### EXCERPTED PASSAGE
◆ ◆ ◆ ◆ ◆

Somewhere on Earth there are thunderstorms raging with brilliant flashes of lightning and deafening rumbles of thunder unleashing torrents of rain. It is not hard to ponder whether other planets that have clouds and storms may also have lightning. Imagine lightning flashing in blazing hot acid skies above a scorched Venera lander on Venus; lightning flashing between towering red clouds on Jupiter; lightning flashing in white anvil storm clouds with Saturn’s rings arcing above them in the distance; or lightning flashing off a vast sea during a frigid lake effect methane rain squall on Titan. These alien sights may be happening for real!
There are three signatures of lightning or ways that it can be detected. The most obvious is optical emission or simply the brilliant flash from the intense heating of the channel it makes in the atmosphere. Planetary lightning can be photographed with a simple camera much in the same way as on Earth. Voyager 1 managed to do exactly that when it flew past the night side of Jupiter during March 1979 and photographed numerous flashes. Jupiter’s lightning is super powerful in part due to the planet’s enormous size and its powerful magnetic field, and therefore is larger and far brighter than Earth’s lightning, which made it easier for Voyager 1 to image the flashes. More-sensitive equipment is necessary to image lightning on the other planets. A camera would have to be tuned to a certain spectrum depending on which planet was being explored. Earth’s lightning spectrum is strongest in the infrared nitrogen absorption line and the green excitation oxygen line which makes sense since these are the primary gases in our atmosphere. These filters can be used to detect lightning during the day from satellites. The green oxygen excitation line can also be used for Venus with its dense carbon dioxide atmosphere. Jupiter, Saturn, Uranus, and Neptune are predicted to emit in the red spectrum due to their dominant hydrogen atmospheres.

◆ ◆ ◆ ◆ ◆

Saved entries

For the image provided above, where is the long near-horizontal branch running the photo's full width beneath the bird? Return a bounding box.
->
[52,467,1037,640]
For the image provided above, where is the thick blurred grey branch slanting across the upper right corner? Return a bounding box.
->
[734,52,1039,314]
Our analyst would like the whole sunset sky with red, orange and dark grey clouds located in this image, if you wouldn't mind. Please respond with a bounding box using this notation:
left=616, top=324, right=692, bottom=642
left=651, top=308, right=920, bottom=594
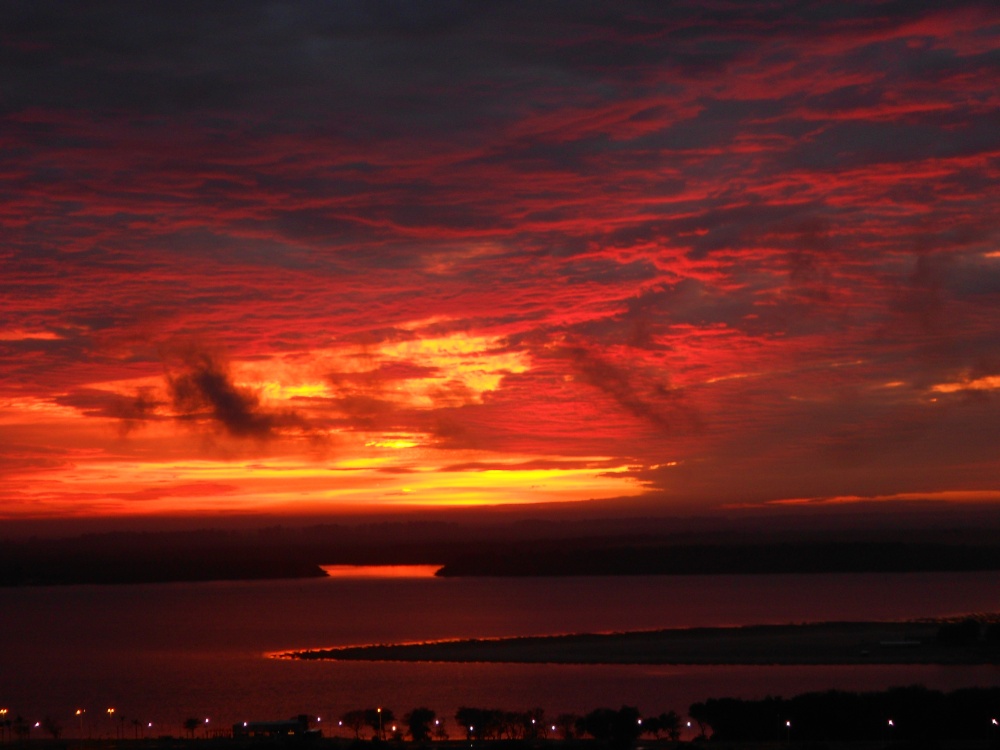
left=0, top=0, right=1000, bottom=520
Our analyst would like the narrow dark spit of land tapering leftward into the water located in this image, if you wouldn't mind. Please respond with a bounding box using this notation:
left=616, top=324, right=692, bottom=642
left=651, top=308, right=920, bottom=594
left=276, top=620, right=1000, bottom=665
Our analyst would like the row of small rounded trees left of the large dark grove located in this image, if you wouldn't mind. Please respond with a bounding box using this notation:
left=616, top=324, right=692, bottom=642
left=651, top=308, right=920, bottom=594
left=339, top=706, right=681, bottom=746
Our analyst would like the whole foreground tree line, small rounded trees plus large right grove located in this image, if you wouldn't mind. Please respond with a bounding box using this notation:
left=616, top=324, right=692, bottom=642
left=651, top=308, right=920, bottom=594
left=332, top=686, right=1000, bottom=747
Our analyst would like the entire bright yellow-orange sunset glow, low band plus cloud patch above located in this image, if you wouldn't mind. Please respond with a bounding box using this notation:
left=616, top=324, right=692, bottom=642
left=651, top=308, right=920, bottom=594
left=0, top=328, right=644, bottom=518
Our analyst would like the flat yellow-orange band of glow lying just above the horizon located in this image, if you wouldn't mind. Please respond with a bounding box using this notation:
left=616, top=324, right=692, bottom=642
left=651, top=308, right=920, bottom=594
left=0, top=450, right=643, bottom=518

◆ ◆ ◆ ◆ ◆

### REQUIREMENT
Carry the text on lightning on other planets forward, starting after its last sentence. The records have no connection to the text on lightning on other planets.

### ANSWER SPACE
Radio emission is another signature that is familiar when trying to listen to AM radio during a thunderstorm. The ionized channel of lightning acts like an antenna for broadband radio emissions, known as sferics. The strength and duration of each burst of static corresponds to the size and length of the flash, and its proximity to the receiver. Detection is not directly possible in space; therefore, it can only be made within the atmosphere, or from the surface, close to the flash. Whistlers are very low frequency radio waves generated by lightning that are guided along magnetic field lines and are detected by spacecraft either orbiting the planet or flying through its magnetic field.
The third signature is the one that seems to scare us the most. Acoustic signals, fondly known as thunder, are caused by atmospheric pressure waves created by the heated lightning channel. Thunder can only be heard within the atmosphere so it can only be detected by atmospheric probes such as a balloon, drone, surface lander or rover. Sound cannot propagate through the vacuum of space; therefore, a spacecraft in orbit or flying by cannot detect it. The probe must be close to the lightning since sound waves diminish with increasing distance. Thunder may sound different on each planet, but the same physics still applies. The thickness and temperature of the atmosphere will affect the characteristics of thunder along with the landscape and cloudscape.
The techniques used to optically detect planetary lightning flashes include a telescope with a filter looking mainly at the night side of the planet from Earth, a camera with a filter observing from a spacecraft during a flyby or while in orbit, and simply a camera on the surface. Radio telescopes on Earth can detect radio (electromagnetic) emissions, while radio receivers and magnetometers are used on spacecraft and landers/rovers. A microphone or a pressure sensor can be used on a lander or rover to detect thunder.
Lightning is mainly generated in deeply convective clouds or thunderclouds where water can exist in several phases. The turbulence causes charge transfer between graupel (soft hail) and ice crystals, with the ice crystals becoming positively charged and carried to the top of the thundercloud while the graupel falls downward. This separates the charges creating a potential difference. If the potential difference within the cloud, between two clouds, or between the cloud and the ground becomes large enough, lightning will occur. Water content of the cloud affects the characteristics of its lightning, where it concentrates and discharges, and the discharge/flash rate.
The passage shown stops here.